* Work request *
Give every entry below again, exactly as written, and skip the images.

* Source information *

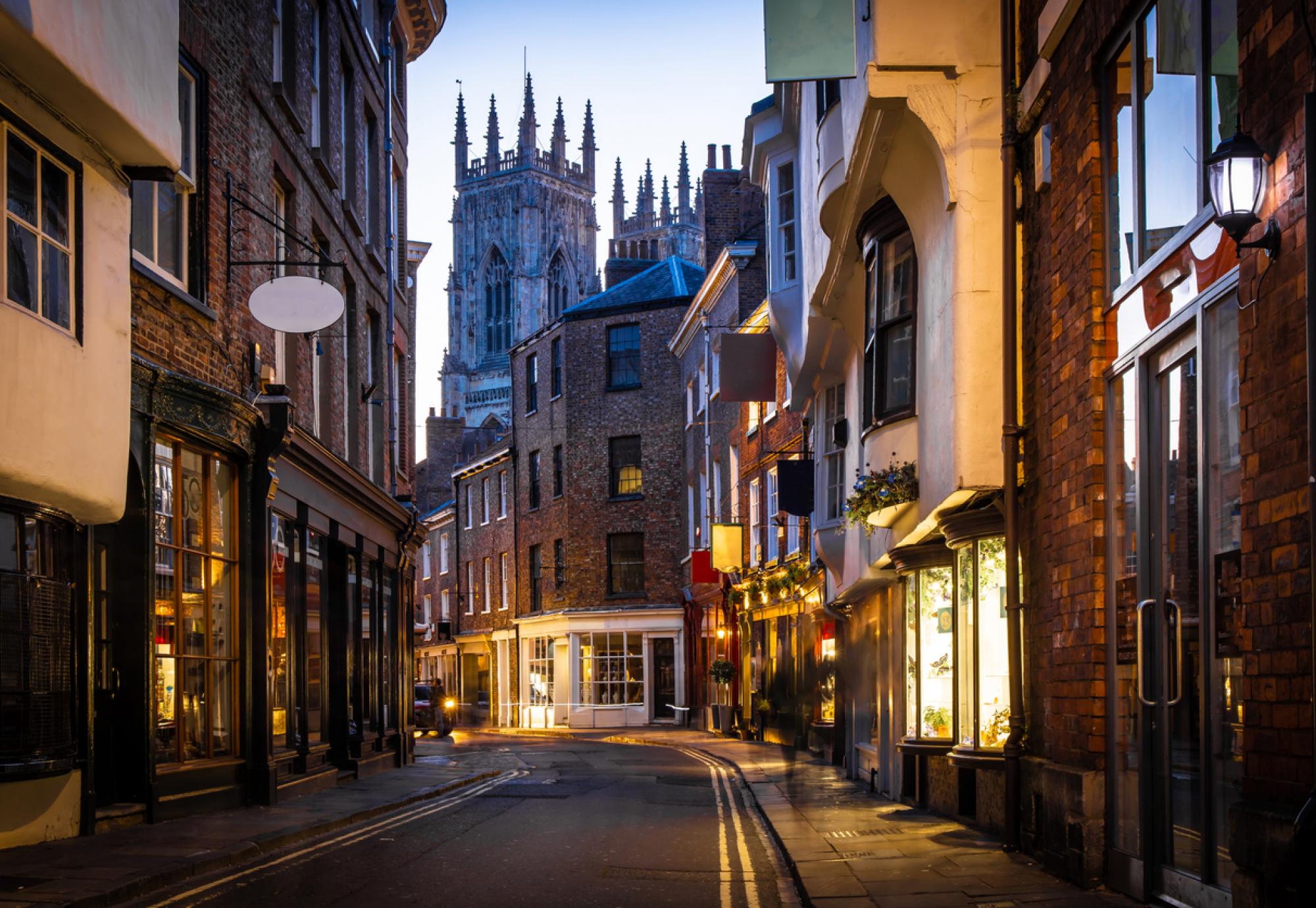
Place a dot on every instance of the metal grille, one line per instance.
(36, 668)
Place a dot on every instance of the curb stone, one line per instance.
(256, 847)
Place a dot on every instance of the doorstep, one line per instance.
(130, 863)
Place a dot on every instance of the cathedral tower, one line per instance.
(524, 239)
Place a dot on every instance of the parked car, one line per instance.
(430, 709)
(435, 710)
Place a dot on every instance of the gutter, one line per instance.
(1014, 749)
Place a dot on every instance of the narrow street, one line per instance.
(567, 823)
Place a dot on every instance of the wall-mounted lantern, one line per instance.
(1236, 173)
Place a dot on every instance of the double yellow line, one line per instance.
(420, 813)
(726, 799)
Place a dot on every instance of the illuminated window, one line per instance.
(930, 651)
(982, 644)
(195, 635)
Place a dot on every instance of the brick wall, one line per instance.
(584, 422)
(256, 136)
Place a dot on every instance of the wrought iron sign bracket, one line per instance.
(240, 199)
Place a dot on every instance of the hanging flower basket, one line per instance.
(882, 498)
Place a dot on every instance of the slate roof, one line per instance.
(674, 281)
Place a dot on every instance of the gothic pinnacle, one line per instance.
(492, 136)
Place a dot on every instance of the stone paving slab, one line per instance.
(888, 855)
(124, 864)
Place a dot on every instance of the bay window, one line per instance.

* Finished exercise *
Place a dot on every instance of the metal grille, one line per instance.
(36, 668)
Place a dot on every instance of the curb stone, one line per instance.
(256, 847)
Place a dot on every instance of the doorstep, one line per instance.
(130, 863)
Place a dot on every instance of the cathedral tower, one line per instance.
(524, 239)
Place a dot on every instance of the parked car, one line per instance.
(430, 709)
(435, 710)
Place a dot on every instance of the gutter, one line per instance.
(1014, 749)
Place a dot on every instance of the narrow street, one line per instance.
(567, 823)
Place a dot on every instance of the wall-mounted lantern, one line per instance.
(1236, 173)
Place a dot on every instance of the double yellow line, one line per instance.
(420, 813)
(726, 799)
Place a dot on every instance of the illuminated window, one line per instance.
(930, 651)
(982, 644)
(195, 635)
Place a dot on every instance of the brick wall, one line per instance.
(584, 422)
(256, 136)
Place a dot on every instance of the wrought iron sign bracket, one line per instance.
(240, 199)
Place a dot on every instance of the hanging flower basket, one line per instance.
(882, 498)
Place a dot on every instance of the slate roof, one line per instance.
(674, 281)
Place a dot on every instance of the gothic pinnacle, one line per instance.
(492, 136)
Place a dot on every instance of the stone paving slab, one line per instance.
(888, 855)
(124, 864)
Place a dot on every instance of the bay window, one line per instance.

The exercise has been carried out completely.